# Instruction:
Count how many lines in the items below contain the string "crown", treating uppercase and lowercase letters as different. Give only the number.

# Extracted information:
————
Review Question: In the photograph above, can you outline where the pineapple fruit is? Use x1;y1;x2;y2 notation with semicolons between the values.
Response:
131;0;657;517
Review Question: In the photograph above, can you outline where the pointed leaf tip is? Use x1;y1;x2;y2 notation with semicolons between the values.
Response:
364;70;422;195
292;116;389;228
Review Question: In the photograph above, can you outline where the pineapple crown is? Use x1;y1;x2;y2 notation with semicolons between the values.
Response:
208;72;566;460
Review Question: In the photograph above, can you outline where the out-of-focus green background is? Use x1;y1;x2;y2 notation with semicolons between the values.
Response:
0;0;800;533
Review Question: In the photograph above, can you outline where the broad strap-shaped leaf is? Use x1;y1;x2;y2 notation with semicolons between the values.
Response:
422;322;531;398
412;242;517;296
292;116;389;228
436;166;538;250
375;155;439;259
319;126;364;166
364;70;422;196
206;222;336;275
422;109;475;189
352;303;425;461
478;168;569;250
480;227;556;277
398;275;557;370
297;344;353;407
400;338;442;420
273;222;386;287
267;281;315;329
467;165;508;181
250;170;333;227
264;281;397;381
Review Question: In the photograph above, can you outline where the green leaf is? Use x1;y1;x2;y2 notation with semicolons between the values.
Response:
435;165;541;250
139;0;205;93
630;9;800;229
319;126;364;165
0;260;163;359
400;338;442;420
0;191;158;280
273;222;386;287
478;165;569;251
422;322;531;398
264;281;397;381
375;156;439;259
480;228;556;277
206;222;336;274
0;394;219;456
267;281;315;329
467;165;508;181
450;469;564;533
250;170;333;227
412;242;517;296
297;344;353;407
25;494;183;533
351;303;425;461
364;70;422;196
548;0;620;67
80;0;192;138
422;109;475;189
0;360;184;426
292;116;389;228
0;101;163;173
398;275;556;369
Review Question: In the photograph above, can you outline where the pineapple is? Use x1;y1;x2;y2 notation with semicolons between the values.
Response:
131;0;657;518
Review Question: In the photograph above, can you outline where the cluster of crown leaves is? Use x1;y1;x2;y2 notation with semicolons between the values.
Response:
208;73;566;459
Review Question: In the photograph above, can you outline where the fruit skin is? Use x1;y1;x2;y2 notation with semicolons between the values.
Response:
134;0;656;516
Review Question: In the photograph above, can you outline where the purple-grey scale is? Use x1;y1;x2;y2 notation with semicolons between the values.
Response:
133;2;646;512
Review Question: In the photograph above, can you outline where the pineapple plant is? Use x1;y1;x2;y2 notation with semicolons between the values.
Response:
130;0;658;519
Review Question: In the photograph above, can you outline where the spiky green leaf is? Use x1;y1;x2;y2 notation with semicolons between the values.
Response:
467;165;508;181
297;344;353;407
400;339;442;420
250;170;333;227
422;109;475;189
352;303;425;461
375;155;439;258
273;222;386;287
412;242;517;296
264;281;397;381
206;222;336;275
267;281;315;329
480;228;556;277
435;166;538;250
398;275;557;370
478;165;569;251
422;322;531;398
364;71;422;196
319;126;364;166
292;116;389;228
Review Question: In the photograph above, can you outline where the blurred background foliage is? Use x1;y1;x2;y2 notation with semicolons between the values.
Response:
————
# Complete response:
2